* Task brief:
Which lines of the entries contain the word "holding"? Please list them.

Images for object localization
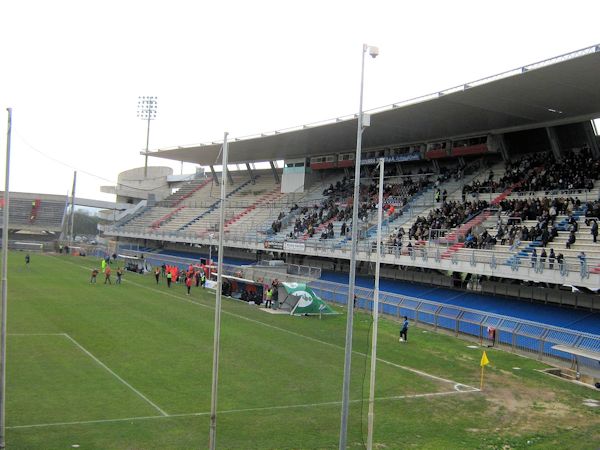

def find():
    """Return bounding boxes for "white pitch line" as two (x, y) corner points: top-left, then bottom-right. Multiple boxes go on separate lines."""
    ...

(7, 387), (478, 430)
(57, 257), (478, 390)
(62, 333), (168, 417)
(8, 333), (65, 336)
(7, 414), (166, 430)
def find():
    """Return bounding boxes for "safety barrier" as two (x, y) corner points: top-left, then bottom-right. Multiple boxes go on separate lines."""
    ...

(309, 280), (600, 377)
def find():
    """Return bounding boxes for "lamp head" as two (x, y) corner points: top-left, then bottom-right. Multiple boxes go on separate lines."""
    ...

(368, 46), (379, 58)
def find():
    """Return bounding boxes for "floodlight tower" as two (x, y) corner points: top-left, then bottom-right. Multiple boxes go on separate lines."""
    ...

(137, 96), (158, 178)
(0, 108), (12, 450)
(339, 43), (378, 450)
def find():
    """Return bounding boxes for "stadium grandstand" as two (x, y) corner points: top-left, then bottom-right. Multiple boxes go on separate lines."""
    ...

(0, 191), (69, 249)
(102, 45), (600, 368)
(0, 191), (134, 251)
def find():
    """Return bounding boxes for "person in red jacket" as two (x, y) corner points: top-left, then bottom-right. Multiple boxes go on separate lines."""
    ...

(185, 276), (192, 295)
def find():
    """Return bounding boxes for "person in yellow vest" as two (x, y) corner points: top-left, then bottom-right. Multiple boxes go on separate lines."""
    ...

(265, 287), (273, 309)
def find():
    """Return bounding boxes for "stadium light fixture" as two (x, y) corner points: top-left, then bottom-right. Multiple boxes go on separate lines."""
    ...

(137, 96), (158, 178)
(339, 43), (378, 450)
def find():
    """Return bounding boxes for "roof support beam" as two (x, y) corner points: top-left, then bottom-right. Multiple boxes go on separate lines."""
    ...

(497, 134), (510, 162)
(245, 163), (255, 184)
(583, 120), (600, 158)
(269, 161), (280, 184)
(209, 165), (218, 183)
(545, 127), (563, 162)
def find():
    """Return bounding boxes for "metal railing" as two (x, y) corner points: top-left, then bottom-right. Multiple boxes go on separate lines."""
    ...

(287, 263), (322, 279)
(310, 280), (600, 377)
(103, 225), (600, 280)
(117, 249), (319, 286)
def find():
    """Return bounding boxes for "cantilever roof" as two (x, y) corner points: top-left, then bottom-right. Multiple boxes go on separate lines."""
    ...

(149, 45), (600, 166)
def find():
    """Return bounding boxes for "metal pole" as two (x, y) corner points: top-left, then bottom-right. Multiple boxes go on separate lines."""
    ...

(339, 44), (367, 450)
(69, 171), (77, 246)
(209, 132), (228, 450)
(144, 114), (150, 178)
(367, 158), (384, 450)
(0, 107), (13, 449)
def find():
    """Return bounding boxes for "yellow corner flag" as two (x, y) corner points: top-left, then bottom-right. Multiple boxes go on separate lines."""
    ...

(480, 351), (490, 367)
(480, 351), (490, 390)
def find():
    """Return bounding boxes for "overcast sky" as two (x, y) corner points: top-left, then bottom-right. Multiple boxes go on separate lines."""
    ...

(0, 0), (599, 201)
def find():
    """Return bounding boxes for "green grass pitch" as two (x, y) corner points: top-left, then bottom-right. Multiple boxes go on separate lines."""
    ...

(4, 252), (600, 449)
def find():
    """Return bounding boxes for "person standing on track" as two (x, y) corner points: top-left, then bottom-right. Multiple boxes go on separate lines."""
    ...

(154, 267), (160, 284)
(399, 316), (409, 342)
(166, 270), (172, 288)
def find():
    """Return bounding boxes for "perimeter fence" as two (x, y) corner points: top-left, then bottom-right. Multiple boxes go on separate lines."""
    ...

(309, 280), (600, 377)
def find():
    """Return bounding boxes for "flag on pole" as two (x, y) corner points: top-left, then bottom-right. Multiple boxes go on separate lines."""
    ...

(480, 351), (490, 390)
(480, 351), (490, 367)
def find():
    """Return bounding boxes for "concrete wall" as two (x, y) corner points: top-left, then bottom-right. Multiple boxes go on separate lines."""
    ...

(112, 166), (173, 204)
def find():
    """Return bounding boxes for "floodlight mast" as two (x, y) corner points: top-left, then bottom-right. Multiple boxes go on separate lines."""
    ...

(339, 43), (378, 450)
(367, 157), (384, 450)
(137, 96), (158, 178)
(209, 132), (229, 450)
(0, 108), (13, 449)
(68, 171), (77, 247)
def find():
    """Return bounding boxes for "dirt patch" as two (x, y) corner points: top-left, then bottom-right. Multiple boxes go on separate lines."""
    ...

(482, 372), (590, 434)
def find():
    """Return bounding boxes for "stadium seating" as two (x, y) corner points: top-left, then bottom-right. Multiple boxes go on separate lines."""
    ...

(162, 177), (214, 207)
(0, 198), (66, 231)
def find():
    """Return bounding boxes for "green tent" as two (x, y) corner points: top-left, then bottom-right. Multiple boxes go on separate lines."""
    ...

(278, 282), (338, 316)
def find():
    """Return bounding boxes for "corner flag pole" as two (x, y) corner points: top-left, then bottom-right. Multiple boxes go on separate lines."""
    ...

(209, 131), (228, 450)
(480, 366), (484, 390)
(480, 351), (489, 390)
(0, 108), (13, 449)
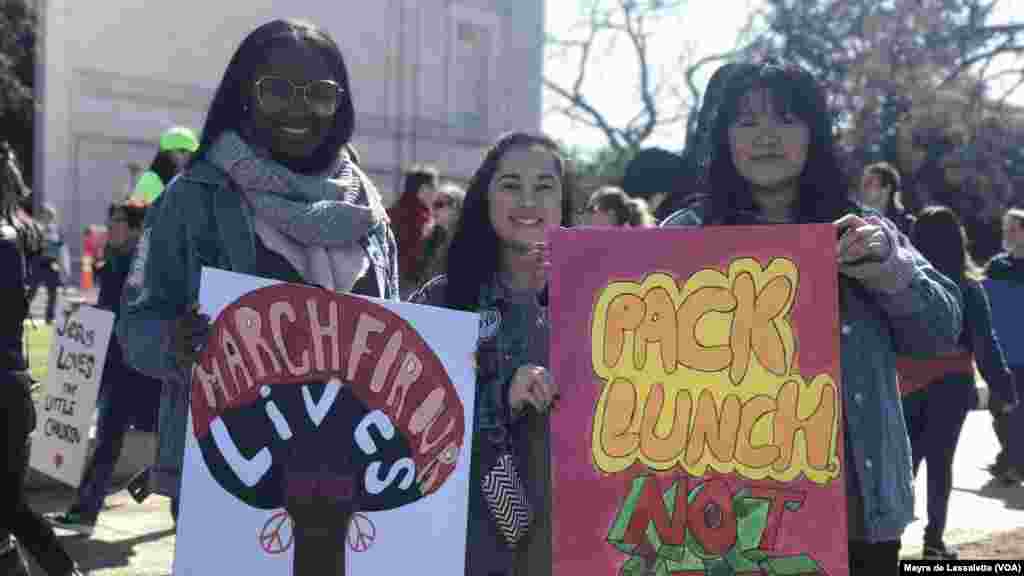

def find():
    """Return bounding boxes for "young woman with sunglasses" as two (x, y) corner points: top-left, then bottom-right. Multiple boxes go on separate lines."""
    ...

(117, 19), (398, 525)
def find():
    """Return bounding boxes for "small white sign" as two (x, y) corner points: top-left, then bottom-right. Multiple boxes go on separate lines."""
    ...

(29, 306), (116, 487)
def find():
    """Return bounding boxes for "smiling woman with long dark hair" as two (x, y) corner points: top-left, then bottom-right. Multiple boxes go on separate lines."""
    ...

(116, 20), (399, 560)
(411, 132), (575, 576)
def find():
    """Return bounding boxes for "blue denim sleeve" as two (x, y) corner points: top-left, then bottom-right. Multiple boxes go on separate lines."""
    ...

(965, 278), (1018, 407)
(117, 182), (196, 383)
(384, 223), (401, 302)
(847, 219), (962, 356)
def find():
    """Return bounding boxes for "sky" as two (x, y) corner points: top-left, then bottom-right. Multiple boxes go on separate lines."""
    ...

(541, 0), (1024, 156)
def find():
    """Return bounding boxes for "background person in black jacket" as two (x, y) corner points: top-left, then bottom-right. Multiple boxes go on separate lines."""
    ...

(0, 142), (83, 575)
(47, 200), (162, 536)
(985, 207), (1024, 483)
(900, 206), (1018, 559)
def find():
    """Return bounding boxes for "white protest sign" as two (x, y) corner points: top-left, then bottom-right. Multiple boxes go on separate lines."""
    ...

(30, 306), (116, 487)
(173, 267), (478, 576)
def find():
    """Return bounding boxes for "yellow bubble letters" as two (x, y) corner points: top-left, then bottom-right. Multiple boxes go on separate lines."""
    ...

(590, 258), (840, 485)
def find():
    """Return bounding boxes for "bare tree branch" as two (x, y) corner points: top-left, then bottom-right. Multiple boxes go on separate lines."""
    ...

(617, 0), (660, 143)
(998, 73), (1024, 105)
(542, 0), (710, 158)
(543, 77), (626, 151)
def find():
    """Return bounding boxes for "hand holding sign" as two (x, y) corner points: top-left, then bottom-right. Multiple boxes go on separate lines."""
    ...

(509, 364), (558, 414)
(175, 304), (212, 370)
(191, 283), (466, 576)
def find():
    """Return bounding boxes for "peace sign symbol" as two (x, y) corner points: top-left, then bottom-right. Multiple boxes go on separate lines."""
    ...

(347, 512), (376, 553)
(259, 510), (294, 554)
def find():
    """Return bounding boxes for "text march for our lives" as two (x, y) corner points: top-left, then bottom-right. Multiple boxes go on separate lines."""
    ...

(29, 306), (116, 487)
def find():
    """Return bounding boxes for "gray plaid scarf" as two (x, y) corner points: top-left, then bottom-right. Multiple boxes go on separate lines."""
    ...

(207, 131), (384, 248)
(208, 131), (386, 291)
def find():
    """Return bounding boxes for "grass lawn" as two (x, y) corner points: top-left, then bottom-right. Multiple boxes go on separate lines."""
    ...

(23, 320), (53, 385)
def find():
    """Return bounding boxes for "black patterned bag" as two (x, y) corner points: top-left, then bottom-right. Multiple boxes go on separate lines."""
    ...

(480, 427), (532, 549)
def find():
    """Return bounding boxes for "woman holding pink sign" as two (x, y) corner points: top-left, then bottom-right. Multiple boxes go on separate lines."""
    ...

(662, 61), (963, 574)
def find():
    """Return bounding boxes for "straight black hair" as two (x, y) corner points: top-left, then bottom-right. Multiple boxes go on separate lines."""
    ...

(912, 205), (981, 283)
(706, 61), (856, 225)
(192, 19), (355, 174)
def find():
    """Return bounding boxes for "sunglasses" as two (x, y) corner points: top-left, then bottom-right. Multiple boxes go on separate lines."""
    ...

(254, 76), (344, 118)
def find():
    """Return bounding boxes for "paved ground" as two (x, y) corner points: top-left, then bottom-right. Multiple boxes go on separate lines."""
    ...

(25, 489), (176, 576)
(900, 408), (1024, 558)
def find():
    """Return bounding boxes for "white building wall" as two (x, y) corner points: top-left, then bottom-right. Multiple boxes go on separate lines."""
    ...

(35, 0), (544, 278)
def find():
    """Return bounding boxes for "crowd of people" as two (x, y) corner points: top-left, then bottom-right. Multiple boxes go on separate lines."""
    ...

(1, 17), (1023, 576)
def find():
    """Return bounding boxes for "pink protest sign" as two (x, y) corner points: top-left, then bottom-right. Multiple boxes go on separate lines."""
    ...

(550, 224), (847, 575)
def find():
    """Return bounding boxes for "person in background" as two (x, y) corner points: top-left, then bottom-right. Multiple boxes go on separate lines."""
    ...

(45, 200), (163, 536)
(621, 147), (679, 221)
(859, 162), (915, 235)
(661, 60), (962, 574)
(0, 141), (83, 575)
(388, 164), (441, 296)
(131, 126), (200, 204)
(118, 18), (398, 527)
(28, 203), (65, 324)
(984, 206), (1024, 483)
(433, 180), (465, 232)
(410, 132), (574, 576)
(987, 208), (1024, 283)
(578, 185), (655, 227)
(419, 181), (465, 284)
(897, 205), (1017, 559)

* Response:
    """Return bounding boxes for "hand holding sign" as two (x, y) corner points: top-left, then bottom-right. Multiple boxes go on separate lines."""
    """Return bounding boxes for "woman holding pink sign" as two (x, y) corner points: top-left, then bottom-right. Multiple boxes go on separate lines."""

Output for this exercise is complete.